Required action: After locating the line containing "Put one marker on each instance of the red", transcribe that line and all following lines exactly, stopping only at the end of the records.

(Dataset items)

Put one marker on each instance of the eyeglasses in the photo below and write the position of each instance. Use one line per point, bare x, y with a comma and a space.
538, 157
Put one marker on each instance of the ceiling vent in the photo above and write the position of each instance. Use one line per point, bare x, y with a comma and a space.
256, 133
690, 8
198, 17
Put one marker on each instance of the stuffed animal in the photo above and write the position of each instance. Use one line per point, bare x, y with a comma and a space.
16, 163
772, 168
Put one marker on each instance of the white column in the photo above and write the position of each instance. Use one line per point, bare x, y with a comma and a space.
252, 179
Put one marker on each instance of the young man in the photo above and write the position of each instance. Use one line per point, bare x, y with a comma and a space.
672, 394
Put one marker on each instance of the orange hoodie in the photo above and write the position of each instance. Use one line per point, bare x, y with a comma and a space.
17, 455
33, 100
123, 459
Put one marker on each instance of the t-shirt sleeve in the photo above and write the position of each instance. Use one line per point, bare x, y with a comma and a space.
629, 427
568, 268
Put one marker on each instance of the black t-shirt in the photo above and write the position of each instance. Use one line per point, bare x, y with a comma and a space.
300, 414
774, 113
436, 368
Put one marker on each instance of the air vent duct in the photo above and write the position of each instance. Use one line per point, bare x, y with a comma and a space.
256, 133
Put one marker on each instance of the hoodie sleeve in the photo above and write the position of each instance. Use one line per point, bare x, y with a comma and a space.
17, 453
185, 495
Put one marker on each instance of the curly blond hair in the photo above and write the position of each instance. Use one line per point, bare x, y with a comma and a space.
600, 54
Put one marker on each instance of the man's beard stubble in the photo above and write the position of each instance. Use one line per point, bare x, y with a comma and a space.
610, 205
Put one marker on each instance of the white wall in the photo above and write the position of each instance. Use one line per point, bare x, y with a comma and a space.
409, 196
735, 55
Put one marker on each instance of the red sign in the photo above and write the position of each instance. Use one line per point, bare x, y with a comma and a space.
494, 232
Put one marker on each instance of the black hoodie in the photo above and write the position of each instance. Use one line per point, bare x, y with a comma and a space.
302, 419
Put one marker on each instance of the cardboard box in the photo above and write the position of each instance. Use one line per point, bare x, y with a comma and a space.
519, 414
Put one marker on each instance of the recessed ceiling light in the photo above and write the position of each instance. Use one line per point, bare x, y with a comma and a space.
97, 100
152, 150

Answer below:
Put one marker on each instance of the red sign in the photo above and write the position of each instance. Use one line per point, bare x, y with a comma and a space.
494, 232
Put one marker on each instance of the black hoodie in the photo above and write the position of each instance. Use one line per point, bare x, y with a comma and a space.
302, 419
Put one marker on each instance of the cardboard box in the photo above and write the position of each instance. Use one line per point, bare x, y with a comma and a space.
519, 414
Put one marker on each instance of the recessed ceiling light in the photo above and write the position of each instance. Use one line per point, bare x, y with a comma and a space.
97, 100
152, 150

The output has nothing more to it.